## Begin DATA

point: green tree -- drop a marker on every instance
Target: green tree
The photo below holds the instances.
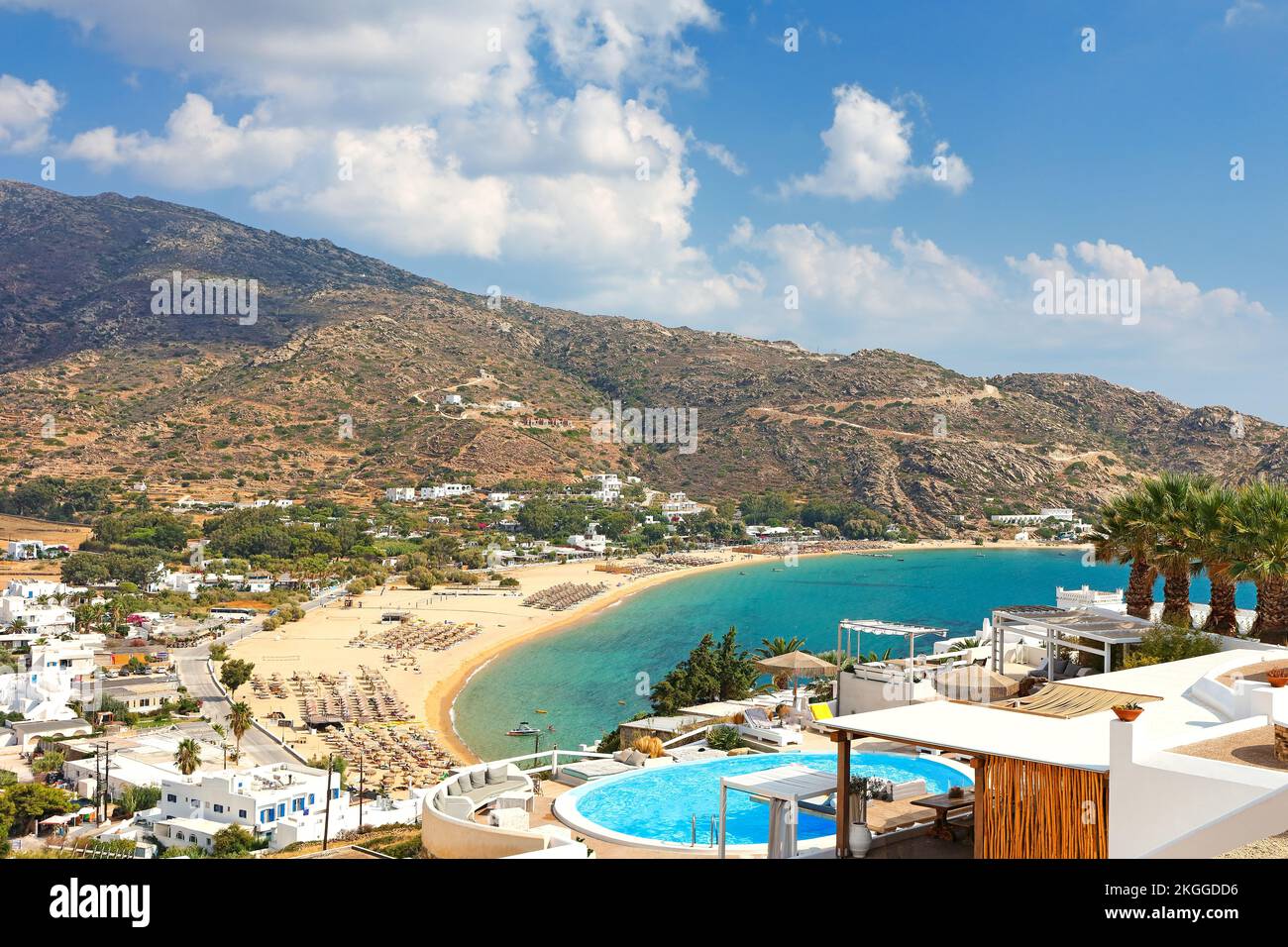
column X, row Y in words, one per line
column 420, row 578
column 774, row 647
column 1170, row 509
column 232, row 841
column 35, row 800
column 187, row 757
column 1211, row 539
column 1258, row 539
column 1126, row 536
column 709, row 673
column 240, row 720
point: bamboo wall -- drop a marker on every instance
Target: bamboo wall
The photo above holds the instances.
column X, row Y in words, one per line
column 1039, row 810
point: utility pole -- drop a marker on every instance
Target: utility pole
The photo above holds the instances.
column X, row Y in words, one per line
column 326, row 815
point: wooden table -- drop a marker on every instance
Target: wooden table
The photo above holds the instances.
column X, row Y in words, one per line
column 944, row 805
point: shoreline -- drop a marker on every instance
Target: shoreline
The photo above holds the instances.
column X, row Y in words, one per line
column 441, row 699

## End DATA
## Begin DATA

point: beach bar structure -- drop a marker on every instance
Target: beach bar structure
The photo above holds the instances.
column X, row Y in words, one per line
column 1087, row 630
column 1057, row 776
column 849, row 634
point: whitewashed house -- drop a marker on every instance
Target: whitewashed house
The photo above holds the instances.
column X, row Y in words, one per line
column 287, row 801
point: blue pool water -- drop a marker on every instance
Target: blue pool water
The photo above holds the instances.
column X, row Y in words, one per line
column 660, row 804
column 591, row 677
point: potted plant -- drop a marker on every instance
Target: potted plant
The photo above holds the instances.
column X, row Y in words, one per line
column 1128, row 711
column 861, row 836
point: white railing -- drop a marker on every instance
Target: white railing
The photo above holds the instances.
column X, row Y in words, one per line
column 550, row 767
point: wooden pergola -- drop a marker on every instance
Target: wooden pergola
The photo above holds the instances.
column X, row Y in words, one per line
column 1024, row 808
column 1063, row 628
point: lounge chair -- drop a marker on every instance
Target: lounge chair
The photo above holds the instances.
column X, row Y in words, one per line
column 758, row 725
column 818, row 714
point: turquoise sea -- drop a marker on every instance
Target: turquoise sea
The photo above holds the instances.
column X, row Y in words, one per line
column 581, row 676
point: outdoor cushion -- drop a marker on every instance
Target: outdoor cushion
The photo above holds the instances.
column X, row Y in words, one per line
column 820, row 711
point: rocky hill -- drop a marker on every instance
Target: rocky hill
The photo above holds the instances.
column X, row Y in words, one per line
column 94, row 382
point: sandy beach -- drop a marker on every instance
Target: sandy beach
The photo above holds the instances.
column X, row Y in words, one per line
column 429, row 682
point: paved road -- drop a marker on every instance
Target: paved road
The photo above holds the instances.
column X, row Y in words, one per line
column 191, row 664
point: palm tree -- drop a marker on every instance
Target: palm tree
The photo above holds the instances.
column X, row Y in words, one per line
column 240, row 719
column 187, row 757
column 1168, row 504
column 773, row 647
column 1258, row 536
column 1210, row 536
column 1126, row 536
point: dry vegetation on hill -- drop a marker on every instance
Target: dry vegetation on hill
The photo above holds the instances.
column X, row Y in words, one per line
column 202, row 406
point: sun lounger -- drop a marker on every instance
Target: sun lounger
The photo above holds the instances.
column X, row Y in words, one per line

## End DATA

EXERCISE PROMPT
Retype the lines of these records without any change, starting at the line that has "point: outdoor cushion" and ending after the line that has "column 191, row 664".

THE OUTPUT
point: outdoor cushion -- drop a marker on every instance
Target: outdoor cushion
The photo above holds the instances.
column X, row Y in words, one per line
column 820, row 711
point: rocky hill -- drop a marker on every instance
Target: rocky hill
The photo above holds the instances.
column X, row Y in words, one per line
column 94, row 382
point: sandy beach -- drop a marker on every instance
Target: sandy beach
The photo above holds the instances.
column X, row Y in words, one per line
column 429, row 682
point: paved road -- drop a marker on every instance
Target: paved road
The photo above holds the instances.
column X, row Y in words, one per line
column 191, row 664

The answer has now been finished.